[BEGIN]
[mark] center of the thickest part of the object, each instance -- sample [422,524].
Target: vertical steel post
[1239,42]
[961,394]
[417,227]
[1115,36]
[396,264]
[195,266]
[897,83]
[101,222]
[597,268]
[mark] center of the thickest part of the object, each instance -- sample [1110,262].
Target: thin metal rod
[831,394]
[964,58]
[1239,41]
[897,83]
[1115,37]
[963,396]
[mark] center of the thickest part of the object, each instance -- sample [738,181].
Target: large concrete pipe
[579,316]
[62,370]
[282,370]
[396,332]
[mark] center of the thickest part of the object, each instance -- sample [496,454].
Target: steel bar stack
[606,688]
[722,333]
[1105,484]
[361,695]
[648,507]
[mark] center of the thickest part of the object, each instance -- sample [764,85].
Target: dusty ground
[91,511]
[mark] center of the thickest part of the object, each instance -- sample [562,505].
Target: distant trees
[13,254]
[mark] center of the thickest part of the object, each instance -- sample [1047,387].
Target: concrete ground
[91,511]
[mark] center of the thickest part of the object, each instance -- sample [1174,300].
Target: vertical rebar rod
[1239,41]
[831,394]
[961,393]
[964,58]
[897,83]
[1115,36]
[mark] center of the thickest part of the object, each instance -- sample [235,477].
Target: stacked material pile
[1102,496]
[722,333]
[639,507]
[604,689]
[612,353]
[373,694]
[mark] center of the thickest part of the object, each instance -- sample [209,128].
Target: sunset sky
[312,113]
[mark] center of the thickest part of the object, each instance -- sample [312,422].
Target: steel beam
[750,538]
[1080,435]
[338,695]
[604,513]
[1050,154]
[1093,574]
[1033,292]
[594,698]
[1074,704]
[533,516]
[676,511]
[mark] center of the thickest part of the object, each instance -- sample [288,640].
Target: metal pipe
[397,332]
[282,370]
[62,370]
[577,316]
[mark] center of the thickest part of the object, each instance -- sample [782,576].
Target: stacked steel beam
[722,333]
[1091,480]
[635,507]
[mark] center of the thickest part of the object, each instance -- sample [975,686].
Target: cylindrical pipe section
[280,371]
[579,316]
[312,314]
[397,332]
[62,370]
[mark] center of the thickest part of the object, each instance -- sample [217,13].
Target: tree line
[END]
Arrange every one of the lines above into a numbered list, leaving out any blank lines.

-- TASK ANSWER --
1. [mark] center of the thickest part of the object, each instance -- sample [422,524].
2. Target: vertical steel post
3. [1239,42]
4. [961,394]
5. [417,227]
6. [1115,36]
7. [396,264]
8. [195,266]
9. [897,83]
10. [101,222]
11. [597,268]
12. [mark] center of the thickest part of the object, each instance -- sample [1110,262].
13. Target: thin metal rod
14. [831,394]
15. [964,58]
16. [1239,41]
17. [897,83]
18. [1115,37]
19. [963,396]
20. [mark] center of the thickest part of the object, each instance -- sample [738,181].
21. Target: large concrete pipe
22. [579,316]
23. [62,370]
24. [282,370]
25. [396,332]
26. [mark] center of the thickest part of the object, each instance -- sample [496,454].
27. Target: steel bar stack
28. [606,688]
29. [722,333]
30. [1105,484]
31. [361,695]
32. [648,507]
33. [mark] center of the thickest part of the object, each instance -- sample [764,85].
34. Target: dusty ground
35. [91,511]
36. [mark] center of the thickest part of the object, each instance -- sample [562,505].
37. Target: distant trees
38. [13,254]
39. [mark] center of the thickest part of the object, each instance -- sample [1047,387].
40. Target: concrete ground
41. [91,511]
42. [mark] center of the thickest part of the object, each instance -- sample [1174,300].
43. Target: vertical rebar rod
44. [1239,41]
45. [831,394]
46. [961,393]
47. [964,58]
48. [897,83]
49. [1115,36]
50. [mark] center of the thickest part of the object, each instance -- sample [235,477].
51. Target: stacked material pile
52. [1102,496]
53. [722,333]
54. [639,507]
55. [604,689]
56. [612,353]
57. [373,694]
58. [mark] center of the thickest part of the object, each instance -- sample [209,128].
59. Target: sunset sky
60. [312,113]
61. [mark] center of the thickest part of the object, each instance -- sample [312,422].
62. Target: steel beam
63. [750,538]
64. [1080,435]
65. [338,695]
66. [604,513]
67. [1050,154]
68. [1093,574]
69. [1033,292]
70. [594,698]
71. [1074,704]
72. [533,516]
73. [676,511]
74. [mark] center of the thickest part of the object, each instance -- sample [288,640].
75. Target: metal pipe
76. [397,332]
77. [282,370]
78. [62,370]
79. [577,316]
80. [mark] center of the thickest part of the object, each instance -- sample [782,576].
81. Target: stacked steel beam
82. [722,333]
83. [1091,480]
84. [635,507]
85. [mark] center of the thickest part of the object, each instance -- sample [975,686].
86. Target: cylindrical pipe section
87. [280,371]
88. [579,316]
89. [312,314]
90. [397,332]
91. [62,370]
92. [mark] center of the thickest part of the object, each instance -- sample [217,13].
93. Target: tree line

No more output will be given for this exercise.